▶ What to work on
Extract, from the listing that follows, each line containing the word "exact".

▶ Recorded information
--*--
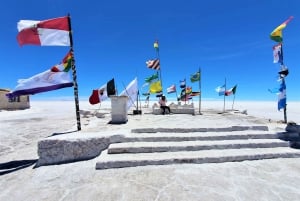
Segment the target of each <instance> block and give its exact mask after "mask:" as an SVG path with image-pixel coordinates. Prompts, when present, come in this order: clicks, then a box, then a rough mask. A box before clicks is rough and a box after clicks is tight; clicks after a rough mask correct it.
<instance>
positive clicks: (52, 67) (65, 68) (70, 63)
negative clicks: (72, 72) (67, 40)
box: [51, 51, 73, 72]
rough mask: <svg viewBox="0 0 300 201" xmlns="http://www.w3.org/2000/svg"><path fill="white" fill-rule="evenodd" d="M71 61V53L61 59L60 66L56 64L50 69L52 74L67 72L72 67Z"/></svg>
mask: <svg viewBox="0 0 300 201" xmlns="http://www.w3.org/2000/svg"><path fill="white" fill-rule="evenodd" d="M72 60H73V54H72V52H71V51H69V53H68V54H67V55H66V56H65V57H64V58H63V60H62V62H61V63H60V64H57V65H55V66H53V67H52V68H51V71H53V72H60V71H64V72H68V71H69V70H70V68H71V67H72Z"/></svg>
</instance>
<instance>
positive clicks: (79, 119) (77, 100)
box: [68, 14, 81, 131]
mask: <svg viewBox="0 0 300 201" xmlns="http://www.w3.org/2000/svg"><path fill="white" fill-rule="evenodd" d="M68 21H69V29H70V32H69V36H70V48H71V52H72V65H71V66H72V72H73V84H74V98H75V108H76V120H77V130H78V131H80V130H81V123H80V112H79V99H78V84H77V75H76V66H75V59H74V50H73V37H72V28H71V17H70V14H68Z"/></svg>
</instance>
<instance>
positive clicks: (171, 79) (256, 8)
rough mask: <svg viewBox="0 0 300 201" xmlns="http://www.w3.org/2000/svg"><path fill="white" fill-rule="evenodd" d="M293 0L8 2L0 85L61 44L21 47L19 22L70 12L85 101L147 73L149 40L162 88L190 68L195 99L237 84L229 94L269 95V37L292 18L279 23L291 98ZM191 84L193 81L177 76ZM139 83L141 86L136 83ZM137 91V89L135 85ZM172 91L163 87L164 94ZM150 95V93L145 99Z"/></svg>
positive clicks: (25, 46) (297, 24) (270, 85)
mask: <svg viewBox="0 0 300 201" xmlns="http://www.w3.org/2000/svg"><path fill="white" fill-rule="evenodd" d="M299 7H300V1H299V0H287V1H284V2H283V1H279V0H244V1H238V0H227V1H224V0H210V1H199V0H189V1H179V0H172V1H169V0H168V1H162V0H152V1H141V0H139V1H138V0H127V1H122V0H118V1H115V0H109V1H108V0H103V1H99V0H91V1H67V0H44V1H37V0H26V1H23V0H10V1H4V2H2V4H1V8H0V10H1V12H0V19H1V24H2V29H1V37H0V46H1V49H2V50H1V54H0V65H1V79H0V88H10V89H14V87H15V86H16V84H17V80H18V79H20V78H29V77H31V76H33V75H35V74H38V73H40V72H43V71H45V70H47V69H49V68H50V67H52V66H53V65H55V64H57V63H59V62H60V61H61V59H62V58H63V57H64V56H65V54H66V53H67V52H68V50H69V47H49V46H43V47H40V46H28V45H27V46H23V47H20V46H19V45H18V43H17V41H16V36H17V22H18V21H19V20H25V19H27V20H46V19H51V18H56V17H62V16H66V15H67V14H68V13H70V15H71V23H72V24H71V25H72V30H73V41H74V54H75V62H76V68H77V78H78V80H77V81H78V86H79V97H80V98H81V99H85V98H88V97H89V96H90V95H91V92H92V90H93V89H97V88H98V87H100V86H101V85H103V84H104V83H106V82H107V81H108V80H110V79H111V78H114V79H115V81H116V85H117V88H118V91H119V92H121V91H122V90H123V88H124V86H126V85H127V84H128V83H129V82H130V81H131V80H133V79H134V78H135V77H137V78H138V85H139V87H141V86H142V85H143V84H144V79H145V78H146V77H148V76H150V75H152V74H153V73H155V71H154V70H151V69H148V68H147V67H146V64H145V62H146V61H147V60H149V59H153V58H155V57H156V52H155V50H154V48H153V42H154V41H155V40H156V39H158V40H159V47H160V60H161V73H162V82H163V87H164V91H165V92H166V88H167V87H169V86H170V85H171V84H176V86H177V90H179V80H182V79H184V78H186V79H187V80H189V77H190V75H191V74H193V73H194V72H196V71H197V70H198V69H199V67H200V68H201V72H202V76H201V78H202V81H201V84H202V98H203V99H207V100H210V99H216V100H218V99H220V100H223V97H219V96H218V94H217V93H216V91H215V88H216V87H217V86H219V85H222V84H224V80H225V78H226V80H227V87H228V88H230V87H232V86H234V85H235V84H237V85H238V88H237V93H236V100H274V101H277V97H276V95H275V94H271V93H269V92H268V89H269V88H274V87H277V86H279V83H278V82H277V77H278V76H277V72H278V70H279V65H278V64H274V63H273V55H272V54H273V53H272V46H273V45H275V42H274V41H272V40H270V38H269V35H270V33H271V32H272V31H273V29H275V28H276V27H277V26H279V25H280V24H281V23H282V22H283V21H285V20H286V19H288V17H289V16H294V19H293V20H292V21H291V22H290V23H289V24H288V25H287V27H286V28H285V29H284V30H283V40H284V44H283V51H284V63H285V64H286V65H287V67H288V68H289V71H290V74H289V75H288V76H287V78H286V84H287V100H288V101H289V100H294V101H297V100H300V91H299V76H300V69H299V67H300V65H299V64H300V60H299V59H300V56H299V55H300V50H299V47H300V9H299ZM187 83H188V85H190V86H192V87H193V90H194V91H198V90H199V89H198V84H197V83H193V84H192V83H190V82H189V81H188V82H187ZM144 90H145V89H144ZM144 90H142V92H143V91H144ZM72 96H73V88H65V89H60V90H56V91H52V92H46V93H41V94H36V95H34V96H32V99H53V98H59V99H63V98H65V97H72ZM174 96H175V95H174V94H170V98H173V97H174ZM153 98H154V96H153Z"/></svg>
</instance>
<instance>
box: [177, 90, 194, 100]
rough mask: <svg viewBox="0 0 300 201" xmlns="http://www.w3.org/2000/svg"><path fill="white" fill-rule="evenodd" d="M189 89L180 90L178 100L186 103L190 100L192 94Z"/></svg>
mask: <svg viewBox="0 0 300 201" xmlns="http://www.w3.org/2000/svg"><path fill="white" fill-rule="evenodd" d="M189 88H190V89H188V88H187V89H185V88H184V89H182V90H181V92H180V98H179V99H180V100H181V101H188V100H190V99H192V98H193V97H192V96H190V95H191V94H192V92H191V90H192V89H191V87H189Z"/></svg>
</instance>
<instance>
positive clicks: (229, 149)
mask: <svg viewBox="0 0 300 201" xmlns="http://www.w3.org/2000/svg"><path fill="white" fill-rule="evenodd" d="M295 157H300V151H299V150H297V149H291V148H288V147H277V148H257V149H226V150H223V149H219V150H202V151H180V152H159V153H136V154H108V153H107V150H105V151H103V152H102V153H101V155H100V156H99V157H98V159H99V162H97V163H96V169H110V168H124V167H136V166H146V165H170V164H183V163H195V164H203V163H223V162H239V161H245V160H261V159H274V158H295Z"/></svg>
--*--
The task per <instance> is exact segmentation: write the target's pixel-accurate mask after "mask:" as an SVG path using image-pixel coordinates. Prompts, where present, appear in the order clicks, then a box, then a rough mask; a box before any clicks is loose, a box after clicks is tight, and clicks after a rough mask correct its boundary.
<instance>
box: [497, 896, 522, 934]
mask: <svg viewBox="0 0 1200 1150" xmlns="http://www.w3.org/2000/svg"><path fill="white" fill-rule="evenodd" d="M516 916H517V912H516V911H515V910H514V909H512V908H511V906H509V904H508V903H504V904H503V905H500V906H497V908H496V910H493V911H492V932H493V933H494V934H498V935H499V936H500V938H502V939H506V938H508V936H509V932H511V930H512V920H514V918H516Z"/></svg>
--*--
▶ Result below
Segment the target of each <instance> block and give its exact mask after "mask:" as an SVG path with image-pixel coordinates. Prompts, when present, come in this order: clicks, then a box, then a rough mask. A box before clicks is rough and a box after clicks is tight; clicks after a rough mask correct it.
The task per <instance> is exact segmentation: write the target's pixel-accurate mask after "mask:" as an SVG path using image-pixel coordinates. Prompts, where present, appear in the order clicks, then a box, then a rough mask; a box before any clicks is loose, a box after clicks is tight, and clicks after a rough mask correct its boundary.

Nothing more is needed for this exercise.